------ Supplied records
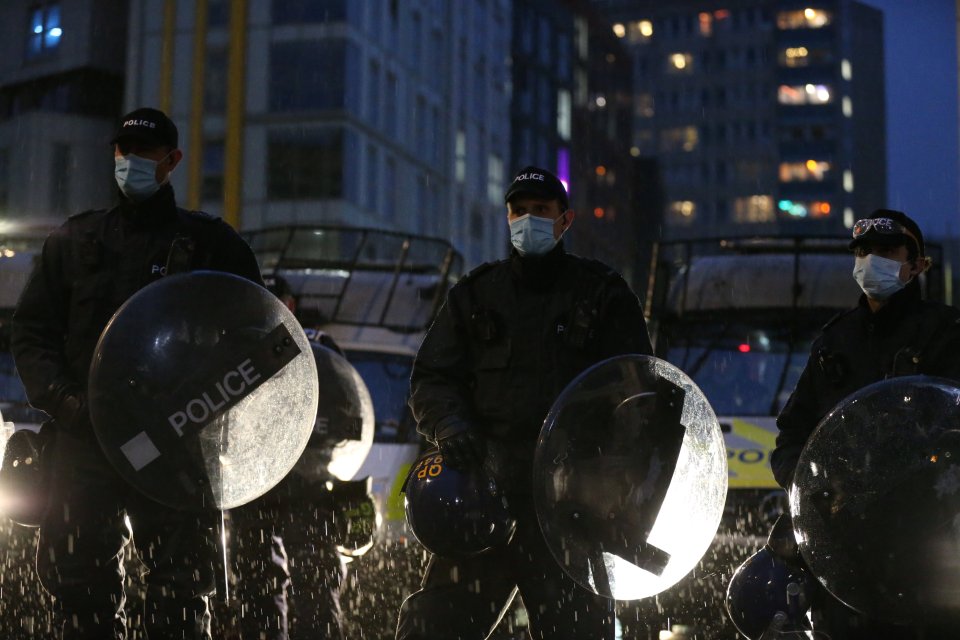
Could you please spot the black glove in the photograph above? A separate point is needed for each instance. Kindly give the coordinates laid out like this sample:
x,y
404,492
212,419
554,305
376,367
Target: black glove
x,y
461,446
71,413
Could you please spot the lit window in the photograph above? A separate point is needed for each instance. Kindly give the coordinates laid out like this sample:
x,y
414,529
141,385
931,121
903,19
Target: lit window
x,y
758,208
846,69
680,63
679,139
682,211
804,19
808,171
706,23
804,94
45,31
804,208
639,31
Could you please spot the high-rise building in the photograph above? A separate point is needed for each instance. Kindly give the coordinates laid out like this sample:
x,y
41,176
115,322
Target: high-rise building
x,y
766,116
61,87
381,113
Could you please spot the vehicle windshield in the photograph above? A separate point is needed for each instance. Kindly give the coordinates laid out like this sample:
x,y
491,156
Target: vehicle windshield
x,y
746,369
387,377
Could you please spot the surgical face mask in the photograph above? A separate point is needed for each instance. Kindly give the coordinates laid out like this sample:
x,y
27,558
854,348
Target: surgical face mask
x,y
136,176
878,277
532,235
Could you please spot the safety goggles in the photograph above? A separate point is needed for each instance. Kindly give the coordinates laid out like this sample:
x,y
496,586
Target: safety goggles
x,y
883,226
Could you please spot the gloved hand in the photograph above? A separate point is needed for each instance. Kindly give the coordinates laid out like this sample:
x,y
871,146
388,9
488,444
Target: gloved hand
x,y
460,444
71,413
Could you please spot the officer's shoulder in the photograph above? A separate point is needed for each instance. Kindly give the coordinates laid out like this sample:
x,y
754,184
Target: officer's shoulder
x,y
199,216
829,324
483,271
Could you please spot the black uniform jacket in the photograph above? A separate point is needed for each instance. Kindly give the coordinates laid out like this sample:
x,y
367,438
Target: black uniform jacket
x,y
511,335
88,267
906,336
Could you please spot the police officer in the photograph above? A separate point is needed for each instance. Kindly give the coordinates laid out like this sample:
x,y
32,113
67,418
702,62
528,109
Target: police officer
x,y
288,546
510,336
88,267
891,332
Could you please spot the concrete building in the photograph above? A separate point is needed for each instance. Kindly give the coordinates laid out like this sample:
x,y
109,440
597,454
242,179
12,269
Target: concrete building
x,y
376,113
766,116
61,83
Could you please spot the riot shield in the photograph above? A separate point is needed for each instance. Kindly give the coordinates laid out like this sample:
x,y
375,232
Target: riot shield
x,y
343,431
876,500
630,477
203,390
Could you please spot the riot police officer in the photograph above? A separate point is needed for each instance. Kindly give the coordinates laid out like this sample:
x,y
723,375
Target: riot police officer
x,y
510,336
88,267
891,332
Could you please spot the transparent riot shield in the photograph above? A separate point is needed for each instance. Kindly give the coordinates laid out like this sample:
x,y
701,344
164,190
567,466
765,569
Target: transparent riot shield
x,y
630,477
876,500
343,432
203,390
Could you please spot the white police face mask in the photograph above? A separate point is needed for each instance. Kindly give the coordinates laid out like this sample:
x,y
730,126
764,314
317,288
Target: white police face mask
x,y
136,176
878,277
532,235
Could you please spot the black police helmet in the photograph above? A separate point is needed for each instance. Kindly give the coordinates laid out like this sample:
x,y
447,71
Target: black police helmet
x,y
769,594
23,478
455,513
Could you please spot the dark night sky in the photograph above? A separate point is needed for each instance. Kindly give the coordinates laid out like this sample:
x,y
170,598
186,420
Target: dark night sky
x,y
920,42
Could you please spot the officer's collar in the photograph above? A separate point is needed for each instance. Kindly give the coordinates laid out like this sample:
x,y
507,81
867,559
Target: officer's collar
x,y
899,305
538,272
151,210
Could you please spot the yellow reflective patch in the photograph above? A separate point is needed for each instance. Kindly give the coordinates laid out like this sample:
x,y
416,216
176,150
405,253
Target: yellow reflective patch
x,y
749,467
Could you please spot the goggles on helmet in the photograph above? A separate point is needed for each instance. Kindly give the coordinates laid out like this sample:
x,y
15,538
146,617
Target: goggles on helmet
x,y
882,226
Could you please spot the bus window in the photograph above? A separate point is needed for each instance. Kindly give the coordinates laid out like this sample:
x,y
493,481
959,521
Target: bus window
x,y
387,377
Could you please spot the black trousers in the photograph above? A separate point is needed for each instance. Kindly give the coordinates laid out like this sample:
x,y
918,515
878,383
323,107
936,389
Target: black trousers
x,y
83,540
466,599
288,572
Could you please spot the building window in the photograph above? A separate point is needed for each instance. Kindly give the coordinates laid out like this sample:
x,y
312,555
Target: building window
x,y
800,56
804,19
805,94
804,171
679,139
307,75
45,30
680,63
804,208
214,155
635,32
564,114
753,209
682,212
4,178
300,11
460,156
305,164
495,179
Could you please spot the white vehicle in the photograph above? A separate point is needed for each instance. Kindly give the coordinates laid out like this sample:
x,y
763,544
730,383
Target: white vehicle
x,y
739,315
375,293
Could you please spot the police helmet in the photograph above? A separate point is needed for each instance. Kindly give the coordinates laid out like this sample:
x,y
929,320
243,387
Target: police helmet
x,y
455,513
768,594
23,478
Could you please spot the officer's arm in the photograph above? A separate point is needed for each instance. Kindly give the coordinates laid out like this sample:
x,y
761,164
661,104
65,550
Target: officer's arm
x,y
623,328
439,395
234,255
39,328
796,422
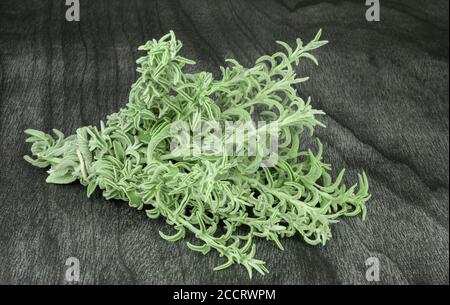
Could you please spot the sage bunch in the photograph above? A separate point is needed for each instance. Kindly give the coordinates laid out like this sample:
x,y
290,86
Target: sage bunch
x,y
225,201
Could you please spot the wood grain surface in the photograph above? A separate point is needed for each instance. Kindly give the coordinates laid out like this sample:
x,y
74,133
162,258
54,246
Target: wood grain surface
x,y
384,87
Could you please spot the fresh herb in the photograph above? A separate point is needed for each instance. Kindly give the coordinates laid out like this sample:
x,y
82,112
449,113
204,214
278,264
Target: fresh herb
x,y
226,201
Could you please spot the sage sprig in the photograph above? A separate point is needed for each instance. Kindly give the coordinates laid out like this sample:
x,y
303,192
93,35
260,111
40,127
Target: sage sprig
x,y
225,201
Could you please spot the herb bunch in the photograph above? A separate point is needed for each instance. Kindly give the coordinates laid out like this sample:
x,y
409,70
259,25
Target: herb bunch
x,y
226,201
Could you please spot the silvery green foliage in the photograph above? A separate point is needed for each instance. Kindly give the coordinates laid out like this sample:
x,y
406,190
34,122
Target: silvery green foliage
x,y
129,157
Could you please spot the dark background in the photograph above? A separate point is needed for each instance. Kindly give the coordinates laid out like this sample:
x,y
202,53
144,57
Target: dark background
x,y
383,85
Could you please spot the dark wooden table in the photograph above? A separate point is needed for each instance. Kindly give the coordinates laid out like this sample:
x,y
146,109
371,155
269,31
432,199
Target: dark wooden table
x,y
383,85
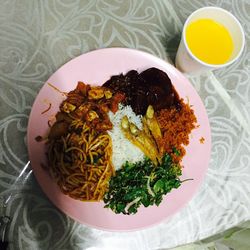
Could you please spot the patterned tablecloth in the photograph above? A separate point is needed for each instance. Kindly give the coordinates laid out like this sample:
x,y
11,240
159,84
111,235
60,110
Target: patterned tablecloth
x,y
37,37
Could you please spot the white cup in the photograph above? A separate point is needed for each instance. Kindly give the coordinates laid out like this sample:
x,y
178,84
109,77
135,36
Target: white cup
x,y
187,62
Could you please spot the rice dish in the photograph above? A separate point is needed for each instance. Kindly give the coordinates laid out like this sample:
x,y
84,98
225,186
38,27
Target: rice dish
x,y
123,149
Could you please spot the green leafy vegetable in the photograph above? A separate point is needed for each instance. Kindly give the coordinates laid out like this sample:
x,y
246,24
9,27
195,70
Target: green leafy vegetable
x,y
141,183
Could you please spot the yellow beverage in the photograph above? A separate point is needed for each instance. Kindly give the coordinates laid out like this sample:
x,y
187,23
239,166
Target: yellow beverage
x,y
209,41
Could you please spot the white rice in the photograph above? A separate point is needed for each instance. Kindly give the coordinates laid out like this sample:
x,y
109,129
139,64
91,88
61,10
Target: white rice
x,y
123,150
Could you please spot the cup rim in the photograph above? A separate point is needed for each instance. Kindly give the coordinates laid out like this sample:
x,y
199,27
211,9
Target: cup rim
x,y
196,58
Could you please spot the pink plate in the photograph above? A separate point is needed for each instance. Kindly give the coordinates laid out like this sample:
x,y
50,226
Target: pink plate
x,y
95,68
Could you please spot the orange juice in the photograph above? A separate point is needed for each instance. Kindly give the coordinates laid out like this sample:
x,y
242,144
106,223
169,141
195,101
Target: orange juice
x,y
209,41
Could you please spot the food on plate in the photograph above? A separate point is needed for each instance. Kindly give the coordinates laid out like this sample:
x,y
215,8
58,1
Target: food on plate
x,y
142,183
121,142
150,87
148,139
79,147
176,126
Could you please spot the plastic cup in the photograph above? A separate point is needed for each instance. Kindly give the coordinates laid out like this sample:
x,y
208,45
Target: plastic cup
x,y
187,62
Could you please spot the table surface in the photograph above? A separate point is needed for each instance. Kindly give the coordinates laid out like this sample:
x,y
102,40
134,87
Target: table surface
x,y
37,37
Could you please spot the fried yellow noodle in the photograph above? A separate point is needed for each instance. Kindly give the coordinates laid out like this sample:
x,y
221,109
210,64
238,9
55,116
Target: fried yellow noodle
x,y
80,163
79,147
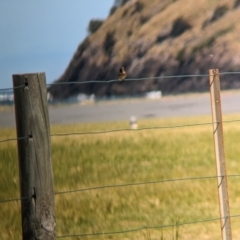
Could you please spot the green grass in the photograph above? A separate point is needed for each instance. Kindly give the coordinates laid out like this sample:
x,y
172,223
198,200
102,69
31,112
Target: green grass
x,y
87,161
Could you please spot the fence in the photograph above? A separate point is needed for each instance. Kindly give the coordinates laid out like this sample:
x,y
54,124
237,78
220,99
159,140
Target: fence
x,y
36,180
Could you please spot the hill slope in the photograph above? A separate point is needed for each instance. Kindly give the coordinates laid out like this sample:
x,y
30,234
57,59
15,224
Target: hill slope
x,y
156,38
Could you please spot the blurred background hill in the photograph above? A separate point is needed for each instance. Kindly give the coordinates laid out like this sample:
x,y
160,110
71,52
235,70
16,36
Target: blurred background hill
x,y
156,38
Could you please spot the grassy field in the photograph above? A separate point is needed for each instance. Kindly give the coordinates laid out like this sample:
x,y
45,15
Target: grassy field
x,y
86,161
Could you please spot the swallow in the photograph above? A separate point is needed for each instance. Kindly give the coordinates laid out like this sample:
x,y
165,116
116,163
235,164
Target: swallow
x,y
122,74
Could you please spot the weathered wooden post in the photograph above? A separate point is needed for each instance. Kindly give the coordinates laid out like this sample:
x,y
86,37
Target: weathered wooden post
x,y
219,154
34,153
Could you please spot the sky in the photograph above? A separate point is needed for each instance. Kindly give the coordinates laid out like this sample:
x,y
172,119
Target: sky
x,y
42,36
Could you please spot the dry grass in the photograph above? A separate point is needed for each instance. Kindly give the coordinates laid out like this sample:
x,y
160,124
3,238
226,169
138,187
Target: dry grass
x,y
126,157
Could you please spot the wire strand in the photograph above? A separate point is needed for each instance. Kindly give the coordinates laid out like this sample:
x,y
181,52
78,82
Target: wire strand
x,y
12,139
124,129
128,129
139,129
146,227
143,183
12,88
13,199
125,185
140,79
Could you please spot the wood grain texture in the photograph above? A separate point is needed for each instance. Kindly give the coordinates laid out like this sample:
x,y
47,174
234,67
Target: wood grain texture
x,y
225,221
34,152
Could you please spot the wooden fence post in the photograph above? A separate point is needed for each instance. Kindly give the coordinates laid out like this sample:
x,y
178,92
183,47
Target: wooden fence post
x,y
219,154
34,153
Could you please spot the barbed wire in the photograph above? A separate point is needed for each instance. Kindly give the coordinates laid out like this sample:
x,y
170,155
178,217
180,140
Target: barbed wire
x,y
129,129
147,227
140,129
127,79
143,183
140,79
127,185
14,199
125,129
12,139
12,88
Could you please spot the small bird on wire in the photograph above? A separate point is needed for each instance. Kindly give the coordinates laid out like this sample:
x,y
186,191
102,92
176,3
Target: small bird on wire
x,y
122,74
------------
◆ How to complete this task ◆
Could the stretch from the line with "Could you please spot the officer's arm" through the line with "Could you please spot the fresh" in the listing above be restated word for word, minus the pictures?

◆ Result of the exercise ◆
Could you please spot the officer's arm in the photograph above? A separate point is needed for each instance. Kindly give the coordinates laid out like this sample:
x,y
761,164
661,104
65,550
Target: officer's arm
x,y
623,328
439,395
234,255
39,328
796,422
Could you please spot the sage bunch in the photograph above? A separate point is needed for each instance. Kindly give the coordinates laid out like this sample:
x,y
290,86
Target: sage bunch
x,y
225,201
Could you please spot the wood grain surface in the photograph above? A separate point is needed for each instance. Kindly give the coordinates laid out like this sample:
x,y
74,133
162,258
54,246
Target: wood grain surface
x,y
384,87
Could you please spot the fresh herb in the photograph above? A separate point is needed for each instance. Kindly give the coordinates laid out like this sample:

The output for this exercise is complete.